### Work instructions
An exact copy of all the data below is required.

(Excerpts from a dataset)
- Opening Delimiter -

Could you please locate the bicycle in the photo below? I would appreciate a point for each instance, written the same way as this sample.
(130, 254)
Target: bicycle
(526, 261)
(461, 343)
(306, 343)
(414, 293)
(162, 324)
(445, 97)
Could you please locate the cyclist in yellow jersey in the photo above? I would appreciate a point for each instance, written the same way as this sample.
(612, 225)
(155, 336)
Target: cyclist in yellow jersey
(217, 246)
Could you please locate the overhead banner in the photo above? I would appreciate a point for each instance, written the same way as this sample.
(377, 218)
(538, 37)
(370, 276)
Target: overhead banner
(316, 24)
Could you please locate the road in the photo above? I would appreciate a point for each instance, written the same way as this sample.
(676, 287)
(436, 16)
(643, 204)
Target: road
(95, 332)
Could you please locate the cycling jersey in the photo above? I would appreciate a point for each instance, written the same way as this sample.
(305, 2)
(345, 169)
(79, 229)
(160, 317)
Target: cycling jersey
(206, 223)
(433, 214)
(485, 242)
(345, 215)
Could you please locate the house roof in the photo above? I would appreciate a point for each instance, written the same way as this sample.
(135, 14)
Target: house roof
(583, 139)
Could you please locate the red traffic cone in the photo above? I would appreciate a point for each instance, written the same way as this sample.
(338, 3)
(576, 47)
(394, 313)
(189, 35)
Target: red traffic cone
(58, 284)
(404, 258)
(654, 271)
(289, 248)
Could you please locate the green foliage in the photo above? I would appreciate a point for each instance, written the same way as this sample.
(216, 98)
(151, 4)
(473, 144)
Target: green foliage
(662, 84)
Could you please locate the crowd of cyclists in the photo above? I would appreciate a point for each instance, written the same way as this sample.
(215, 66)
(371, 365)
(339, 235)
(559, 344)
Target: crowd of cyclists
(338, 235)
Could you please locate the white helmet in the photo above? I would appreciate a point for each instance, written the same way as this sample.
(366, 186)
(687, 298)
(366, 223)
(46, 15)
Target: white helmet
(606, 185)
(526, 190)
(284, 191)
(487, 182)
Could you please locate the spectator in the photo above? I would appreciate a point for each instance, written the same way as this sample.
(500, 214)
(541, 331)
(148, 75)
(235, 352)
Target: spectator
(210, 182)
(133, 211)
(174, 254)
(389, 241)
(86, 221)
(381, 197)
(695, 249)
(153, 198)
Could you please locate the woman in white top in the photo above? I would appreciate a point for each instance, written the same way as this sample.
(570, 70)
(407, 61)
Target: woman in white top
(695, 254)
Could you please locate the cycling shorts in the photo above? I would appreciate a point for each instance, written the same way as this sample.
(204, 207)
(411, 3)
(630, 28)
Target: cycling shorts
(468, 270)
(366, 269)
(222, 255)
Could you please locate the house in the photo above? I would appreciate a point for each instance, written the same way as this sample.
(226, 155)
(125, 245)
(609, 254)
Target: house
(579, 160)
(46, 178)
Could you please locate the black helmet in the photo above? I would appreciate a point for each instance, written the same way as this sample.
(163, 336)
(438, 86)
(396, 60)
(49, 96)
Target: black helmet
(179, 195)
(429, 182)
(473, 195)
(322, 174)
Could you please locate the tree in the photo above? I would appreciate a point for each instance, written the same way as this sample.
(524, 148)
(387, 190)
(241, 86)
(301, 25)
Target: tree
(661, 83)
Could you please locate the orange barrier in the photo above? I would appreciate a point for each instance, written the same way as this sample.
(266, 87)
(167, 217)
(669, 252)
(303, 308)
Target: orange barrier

- Closing Delimiter -

### Task output
Could you please locate the bicycle in the photo below? I would appreciate a point for each instance, written the same way as this sample.
(130, 254)
Target: bicycle
(526, 261)
(461, 343)
(306, 343)
(414, 293)
(162, 324)
(445, 97)
Could you please locate the cyclist in yellow jersey in the photo above? I would appreciate a point for each instance, written the same way as this sample.
(612, 225)
(155, 336)
Target: cyclist in yellow jersey
(217, 246)
Could you please locate the overhead banner in the photo above? I would appreciate a point for each instance, written the same way as this sample.
(377, 218)
(538, 37)
(370, 276)
Target: overhead banner
(316, 24)
Could you please locate the road in the photo above? I would appreciate a point for each instance, written the same way as this sample.
(676, 287)
(436, 16)
(643, 204)
Target: road
(95, 332)
Could you please locate the cycling jersey in the photo above? I would appreciate a point for each instance, written the same way as this sample.
(305, 2)
(345, 169)
(79, 229)
(160, 317)
Target: cycling jersey
(206, 223)
(433, 214)
(485, 242)
(345, 215)
Could you please locate the house roof in the photo above? I would appreciate a point for each instance, written the same way as this sample.
(135, 14)
Target: house roof
(583, 139)
Could you please locate the red traffic cone in the photo above? I would appreciate a point for each instance, written the same way as this sample.
(338, 3)
(576, 47)
(394, 313)
(189, 35)
Target: red traffic cone
(58, 284)
(404, 258)
(654, 271)
(289, 248)
Could you please locate the green foliage in the photo above? I would appreciate a point for each instance, written the same way as this sample.
(216, 98)
(151, 4)
(473, 144)
Target: green foliage
(662, 84)
Could you please locate the crowd of cyclists in the photo above? I would appreciate a point for each instance, written the same way as this sample.
(215, 66)
(371, 365)
(339, 235)
(559, 344)
Target: crowd of cyclists
(338, 235)
Could you please locate the white helmet in the photo above? I would appreciate a point for each instance, written the same way as this sample.
(366, 186)
(687, 298)
(366, 223)
(46, 15)
Target: white helmet
(606, 185)
(526, 190)
(284, 191)
(487, 182)
Could you please locate the spectator in the photo above? I would appreciate a point for each instance, written the same way as this sample.
(500, 214)
(541, 331)
(148, 75)
(235, 352)
Target: spectator
(210, 182)
(133, 211)
(174, 254)
(389, 241)
(86, 221)
(381, 197)
(695, 249)
(153, 198)
Could you please locate the woman in white top in the photo above? I would appreciate a point for each instance, written the same way as this sample.
(570, 70)
(407, 61)
Target: woman in white top
(695, 254)
Could you please locate the cycling shorts in the photo above? I would appreciate a point for each instance, written the same way as this sample.
(204, 207)
(411, 3)
(630, 28)
Target: cycling shorts
(468, 270)
(366, 269)
(222, 255)
Could you please locate the house in the photo above? I would appreciate a point for each instance, written the same way as this sample.
(226, 155)
(125, 245)
(609, 254)
Target: house
(579, 160)
(46, 178)
Could you please locate the black helmet in the photo above? I would appreciate a point for each instance, written the same way as this sample.
(163, 336)
(438, 86)
(396, 60)
(49, 96)
Target: black helmet
(179, 195)
(429, 182)
(473, 195)
(322, 174)
Could you please locate the tree in the photo above? I would appreciate a point for each instance, written the same way as this sample.
(524, 148)
(387, 190)
(241, 86)
(301, 25)
Target: tree
(661, 83)
Could you please locate the orange barrier in the photo above? I would appreciate a point for each instance, written the same way as this sample.
(266, 87)
(167, 217)
(669, 252)
(303, 308)
Target: orange barrier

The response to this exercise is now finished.